──────── Entries provided ────────

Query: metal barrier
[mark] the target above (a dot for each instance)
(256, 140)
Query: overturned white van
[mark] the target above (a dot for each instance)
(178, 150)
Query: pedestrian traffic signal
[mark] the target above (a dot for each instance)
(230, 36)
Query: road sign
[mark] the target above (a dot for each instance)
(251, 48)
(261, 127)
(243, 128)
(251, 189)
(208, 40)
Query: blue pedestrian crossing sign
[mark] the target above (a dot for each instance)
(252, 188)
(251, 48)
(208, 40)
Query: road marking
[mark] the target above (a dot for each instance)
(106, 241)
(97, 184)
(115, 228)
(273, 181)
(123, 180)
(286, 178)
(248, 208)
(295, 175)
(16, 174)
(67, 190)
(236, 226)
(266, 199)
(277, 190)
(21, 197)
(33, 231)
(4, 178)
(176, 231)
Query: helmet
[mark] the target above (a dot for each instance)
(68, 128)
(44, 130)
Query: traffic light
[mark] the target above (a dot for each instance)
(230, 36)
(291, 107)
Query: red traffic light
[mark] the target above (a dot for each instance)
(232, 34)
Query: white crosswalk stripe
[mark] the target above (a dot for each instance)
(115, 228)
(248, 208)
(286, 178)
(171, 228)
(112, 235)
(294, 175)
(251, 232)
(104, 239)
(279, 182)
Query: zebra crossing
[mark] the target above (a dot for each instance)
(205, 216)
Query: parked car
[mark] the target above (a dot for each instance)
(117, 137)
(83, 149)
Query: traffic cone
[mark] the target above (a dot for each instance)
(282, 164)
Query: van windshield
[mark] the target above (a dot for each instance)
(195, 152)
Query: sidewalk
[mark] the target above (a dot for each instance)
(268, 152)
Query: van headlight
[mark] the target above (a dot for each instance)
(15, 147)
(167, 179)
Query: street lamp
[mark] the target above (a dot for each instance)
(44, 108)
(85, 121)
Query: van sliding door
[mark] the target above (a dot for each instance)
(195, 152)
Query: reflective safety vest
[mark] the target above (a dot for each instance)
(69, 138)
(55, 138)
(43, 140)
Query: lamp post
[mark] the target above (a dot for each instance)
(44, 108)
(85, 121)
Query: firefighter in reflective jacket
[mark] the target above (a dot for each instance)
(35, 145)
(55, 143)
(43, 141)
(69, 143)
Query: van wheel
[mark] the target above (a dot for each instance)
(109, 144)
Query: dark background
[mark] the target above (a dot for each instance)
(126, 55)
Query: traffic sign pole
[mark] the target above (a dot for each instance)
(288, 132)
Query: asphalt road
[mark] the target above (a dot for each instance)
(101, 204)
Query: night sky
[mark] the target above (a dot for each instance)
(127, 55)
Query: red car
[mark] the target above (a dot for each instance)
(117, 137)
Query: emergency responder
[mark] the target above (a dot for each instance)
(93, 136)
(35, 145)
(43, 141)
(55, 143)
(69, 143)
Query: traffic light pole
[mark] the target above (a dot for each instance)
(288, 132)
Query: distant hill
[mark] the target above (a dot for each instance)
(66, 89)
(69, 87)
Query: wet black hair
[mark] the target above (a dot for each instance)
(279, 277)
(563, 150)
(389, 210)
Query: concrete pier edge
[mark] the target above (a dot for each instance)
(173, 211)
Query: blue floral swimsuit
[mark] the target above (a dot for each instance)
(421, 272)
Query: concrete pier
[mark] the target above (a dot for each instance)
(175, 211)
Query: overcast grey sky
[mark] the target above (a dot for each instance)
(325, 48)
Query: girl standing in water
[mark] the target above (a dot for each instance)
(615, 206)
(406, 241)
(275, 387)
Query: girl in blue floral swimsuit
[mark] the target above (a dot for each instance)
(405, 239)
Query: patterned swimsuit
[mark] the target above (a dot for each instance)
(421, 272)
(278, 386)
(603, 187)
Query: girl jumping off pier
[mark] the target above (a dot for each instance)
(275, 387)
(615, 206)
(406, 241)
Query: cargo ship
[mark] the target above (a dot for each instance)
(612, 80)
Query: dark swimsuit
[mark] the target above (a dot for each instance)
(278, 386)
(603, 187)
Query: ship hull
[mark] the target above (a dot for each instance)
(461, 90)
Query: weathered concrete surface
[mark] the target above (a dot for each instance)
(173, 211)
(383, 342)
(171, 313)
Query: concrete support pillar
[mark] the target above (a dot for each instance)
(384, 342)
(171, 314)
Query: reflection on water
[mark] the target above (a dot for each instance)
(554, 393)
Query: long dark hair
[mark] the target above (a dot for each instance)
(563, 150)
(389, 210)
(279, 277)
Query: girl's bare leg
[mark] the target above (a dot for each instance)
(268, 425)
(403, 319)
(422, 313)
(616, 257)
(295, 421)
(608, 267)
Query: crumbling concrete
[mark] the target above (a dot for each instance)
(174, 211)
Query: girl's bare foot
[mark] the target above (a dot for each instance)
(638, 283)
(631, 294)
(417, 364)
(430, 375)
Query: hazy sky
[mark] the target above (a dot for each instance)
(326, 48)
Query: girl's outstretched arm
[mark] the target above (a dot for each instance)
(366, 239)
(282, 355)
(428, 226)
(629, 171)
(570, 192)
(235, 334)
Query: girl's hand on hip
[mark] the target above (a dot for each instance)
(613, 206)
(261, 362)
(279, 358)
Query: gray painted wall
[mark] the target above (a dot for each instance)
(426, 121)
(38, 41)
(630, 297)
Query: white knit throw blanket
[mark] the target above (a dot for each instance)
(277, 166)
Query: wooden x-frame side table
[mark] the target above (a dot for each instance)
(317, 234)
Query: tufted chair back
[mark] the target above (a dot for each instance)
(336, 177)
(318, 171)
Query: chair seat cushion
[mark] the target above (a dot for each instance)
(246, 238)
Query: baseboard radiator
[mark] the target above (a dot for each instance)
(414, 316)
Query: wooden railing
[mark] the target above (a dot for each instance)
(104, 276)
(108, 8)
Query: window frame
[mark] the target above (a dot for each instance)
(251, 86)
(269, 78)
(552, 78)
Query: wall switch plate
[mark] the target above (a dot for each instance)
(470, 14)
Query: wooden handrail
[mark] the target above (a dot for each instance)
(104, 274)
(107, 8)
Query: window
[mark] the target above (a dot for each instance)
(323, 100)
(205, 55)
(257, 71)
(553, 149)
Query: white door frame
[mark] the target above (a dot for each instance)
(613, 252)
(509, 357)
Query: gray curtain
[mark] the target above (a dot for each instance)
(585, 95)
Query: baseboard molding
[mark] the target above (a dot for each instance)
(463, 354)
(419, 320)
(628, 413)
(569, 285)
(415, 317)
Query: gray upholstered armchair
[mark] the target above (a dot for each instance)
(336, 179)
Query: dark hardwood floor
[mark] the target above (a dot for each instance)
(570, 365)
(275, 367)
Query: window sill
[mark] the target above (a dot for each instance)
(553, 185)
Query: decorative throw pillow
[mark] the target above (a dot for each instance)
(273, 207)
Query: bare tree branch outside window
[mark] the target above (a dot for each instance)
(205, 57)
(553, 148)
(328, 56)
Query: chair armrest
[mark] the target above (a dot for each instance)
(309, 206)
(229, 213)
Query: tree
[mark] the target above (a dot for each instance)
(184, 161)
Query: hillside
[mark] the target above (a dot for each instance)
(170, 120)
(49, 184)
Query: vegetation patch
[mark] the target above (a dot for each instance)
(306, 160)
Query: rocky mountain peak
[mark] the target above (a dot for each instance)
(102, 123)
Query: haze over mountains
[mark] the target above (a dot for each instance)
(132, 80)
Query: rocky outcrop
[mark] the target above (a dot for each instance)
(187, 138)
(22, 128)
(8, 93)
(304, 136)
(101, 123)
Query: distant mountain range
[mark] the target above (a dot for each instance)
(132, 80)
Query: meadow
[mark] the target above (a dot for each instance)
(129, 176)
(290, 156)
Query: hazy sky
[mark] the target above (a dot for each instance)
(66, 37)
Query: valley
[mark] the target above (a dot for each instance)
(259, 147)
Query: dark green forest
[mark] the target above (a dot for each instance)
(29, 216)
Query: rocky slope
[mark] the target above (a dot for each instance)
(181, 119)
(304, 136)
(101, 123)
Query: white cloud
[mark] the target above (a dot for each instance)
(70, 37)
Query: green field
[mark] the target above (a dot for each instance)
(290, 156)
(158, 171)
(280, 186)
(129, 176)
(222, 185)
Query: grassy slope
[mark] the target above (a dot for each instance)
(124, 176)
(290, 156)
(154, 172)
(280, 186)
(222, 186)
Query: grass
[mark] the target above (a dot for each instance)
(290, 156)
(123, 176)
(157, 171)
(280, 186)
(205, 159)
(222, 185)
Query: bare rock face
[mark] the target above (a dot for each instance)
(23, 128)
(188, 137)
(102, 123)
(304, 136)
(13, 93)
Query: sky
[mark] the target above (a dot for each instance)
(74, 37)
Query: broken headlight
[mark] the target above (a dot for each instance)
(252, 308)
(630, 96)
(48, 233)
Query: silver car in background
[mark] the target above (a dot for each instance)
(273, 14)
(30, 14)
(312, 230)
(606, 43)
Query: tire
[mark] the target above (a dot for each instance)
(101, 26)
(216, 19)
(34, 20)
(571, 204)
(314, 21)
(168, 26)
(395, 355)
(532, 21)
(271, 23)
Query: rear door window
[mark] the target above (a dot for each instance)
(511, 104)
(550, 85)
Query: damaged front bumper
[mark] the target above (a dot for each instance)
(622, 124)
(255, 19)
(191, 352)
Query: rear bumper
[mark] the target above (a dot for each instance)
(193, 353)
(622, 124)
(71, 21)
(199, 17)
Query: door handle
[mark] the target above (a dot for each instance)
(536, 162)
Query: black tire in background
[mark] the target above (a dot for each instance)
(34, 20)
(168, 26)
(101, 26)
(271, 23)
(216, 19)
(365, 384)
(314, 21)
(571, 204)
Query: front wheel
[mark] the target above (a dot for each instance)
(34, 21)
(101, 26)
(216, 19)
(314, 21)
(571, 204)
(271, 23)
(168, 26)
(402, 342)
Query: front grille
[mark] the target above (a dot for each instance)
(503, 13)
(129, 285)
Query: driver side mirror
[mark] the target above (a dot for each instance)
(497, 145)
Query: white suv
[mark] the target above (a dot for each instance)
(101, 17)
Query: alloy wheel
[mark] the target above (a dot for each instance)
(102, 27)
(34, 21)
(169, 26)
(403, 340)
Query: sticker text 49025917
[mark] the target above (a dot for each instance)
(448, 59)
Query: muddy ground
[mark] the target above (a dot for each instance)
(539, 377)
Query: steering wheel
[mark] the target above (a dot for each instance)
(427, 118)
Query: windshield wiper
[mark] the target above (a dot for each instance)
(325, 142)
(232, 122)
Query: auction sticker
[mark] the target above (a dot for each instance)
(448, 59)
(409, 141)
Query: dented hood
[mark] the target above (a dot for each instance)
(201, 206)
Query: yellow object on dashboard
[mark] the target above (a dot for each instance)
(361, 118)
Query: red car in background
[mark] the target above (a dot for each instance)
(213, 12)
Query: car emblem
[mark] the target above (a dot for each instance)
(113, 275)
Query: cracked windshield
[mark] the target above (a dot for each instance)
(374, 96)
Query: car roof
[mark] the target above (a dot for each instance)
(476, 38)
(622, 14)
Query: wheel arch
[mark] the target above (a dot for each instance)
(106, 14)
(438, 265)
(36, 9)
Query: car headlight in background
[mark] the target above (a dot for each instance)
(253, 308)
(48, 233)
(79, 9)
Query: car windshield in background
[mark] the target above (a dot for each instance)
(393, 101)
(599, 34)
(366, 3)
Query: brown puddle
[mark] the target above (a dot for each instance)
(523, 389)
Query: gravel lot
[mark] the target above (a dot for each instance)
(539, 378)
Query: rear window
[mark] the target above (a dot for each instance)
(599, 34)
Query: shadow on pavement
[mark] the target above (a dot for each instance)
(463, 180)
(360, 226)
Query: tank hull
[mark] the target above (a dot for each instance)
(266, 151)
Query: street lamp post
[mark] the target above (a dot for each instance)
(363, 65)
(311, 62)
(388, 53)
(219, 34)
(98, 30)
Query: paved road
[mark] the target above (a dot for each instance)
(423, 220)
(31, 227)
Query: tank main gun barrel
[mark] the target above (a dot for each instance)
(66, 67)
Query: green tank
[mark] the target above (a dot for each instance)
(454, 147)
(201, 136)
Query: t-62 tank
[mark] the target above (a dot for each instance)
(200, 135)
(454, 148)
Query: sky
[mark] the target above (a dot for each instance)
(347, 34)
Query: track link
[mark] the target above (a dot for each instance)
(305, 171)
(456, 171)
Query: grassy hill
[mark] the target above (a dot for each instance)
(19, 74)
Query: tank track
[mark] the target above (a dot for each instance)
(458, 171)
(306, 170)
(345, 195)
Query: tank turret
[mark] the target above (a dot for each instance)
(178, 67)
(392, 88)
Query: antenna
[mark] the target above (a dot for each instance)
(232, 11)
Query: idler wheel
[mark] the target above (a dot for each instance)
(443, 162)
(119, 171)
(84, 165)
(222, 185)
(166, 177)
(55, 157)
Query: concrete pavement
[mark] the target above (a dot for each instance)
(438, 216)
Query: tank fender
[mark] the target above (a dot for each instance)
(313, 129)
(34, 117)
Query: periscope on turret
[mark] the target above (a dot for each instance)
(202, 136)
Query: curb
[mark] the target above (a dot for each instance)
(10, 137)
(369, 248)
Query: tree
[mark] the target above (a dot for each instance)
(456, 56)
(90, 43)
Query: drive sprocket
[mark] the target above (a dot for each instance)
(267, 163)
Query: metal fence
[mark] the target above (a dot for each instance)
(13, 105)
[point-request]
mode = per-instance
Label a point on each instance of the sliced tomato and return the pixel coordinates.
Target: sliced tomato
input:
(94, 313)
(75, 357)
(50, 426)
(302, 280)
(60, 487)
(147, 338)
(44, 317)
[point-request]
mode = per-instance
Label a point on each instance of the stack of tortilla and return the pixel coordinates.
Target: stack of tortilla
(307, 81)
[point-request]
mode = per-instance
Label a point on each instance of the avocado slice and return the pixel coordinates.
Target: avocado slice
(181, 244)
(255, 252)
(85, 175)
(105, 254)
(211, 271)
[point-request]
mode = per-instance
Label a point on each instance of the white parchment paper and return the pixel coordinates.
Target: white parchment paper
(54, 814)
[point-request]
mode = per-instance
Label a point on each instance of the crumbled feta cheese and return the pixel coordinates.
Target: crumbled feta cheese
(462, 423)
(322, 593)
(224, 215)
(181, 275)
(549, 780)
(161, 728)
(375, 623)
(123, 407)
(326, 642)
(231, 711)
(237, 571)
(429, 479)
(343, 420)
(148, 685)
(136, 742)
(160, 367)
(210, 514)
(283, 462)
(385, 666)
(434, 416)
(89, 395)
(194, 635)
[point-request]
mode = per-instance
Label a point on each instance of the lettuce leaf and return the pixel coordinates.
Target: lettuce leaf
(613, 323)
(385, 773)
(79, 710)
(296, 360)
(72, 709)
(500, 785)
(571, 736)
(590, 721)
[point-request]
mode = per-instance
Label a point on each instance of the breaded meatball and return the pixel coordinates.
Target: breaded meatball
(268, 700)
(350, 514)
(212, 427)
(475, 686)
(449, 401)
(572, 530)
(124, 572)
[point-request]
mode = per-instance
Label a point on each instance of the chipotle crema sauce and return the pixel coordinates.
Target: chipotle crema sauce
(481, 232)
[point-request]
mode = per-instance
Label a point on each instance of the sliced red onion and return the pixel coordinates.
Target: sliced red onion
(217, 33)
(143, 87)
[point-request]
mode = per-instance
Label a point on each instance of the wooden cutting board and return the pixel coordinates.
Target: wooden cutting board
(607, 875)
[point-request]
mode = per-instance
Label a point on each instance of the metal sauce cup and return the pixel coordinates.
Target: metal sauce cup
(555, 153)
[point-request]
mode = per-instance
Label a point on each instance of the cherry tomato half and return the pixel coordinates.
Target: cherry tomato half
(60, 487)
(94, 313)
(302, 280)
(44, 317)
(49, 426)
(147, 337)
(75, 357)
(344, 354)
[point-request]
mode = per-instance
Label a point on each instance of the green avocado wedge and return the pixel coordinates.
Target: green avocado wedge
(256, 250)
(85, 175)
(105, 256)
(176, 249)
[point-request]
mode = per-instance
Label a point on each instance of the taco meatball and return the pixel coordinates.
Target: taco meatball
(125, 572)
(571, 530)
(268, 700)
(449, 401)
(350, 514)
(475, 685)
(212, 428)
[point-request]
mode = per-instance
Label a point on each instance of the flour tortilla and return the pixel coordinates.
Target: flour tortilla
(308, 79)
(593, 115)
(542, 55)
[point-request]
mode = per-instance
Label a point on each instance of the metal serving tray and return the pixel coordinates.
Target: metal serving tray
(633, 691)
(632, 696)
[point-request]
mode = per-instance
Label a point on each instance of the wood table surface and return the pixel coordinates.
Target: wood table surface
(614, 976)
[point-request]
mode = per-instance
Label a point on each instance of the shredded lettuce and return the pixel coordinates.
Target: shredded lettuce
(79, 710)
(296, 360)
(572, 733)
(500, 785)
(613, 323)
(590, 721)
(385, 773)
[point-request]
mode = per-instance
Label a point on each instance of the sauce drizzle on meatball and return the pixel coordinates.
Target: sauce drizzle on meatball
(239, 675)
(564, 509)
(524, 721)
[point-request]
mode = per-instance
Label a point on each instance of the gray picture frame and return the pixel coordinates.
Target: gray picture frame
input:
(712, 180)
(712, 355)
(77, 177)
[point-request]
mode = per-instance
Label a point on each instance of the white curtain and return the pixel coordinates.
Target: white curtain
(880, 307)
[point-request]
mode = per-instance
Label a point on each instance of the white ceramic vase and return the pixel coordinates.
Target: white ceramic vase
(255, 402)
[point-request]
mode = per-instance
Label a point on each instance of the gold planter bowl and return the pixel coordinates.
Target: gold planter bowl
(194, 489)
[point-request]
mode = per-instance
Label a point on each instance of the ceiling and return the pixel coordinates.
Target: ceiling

────────

Lines containing the word "ceiling" must all be returned from the material above.

Label a point on each instance of the ceiling and return the pixel coordinates.
Target: ceiling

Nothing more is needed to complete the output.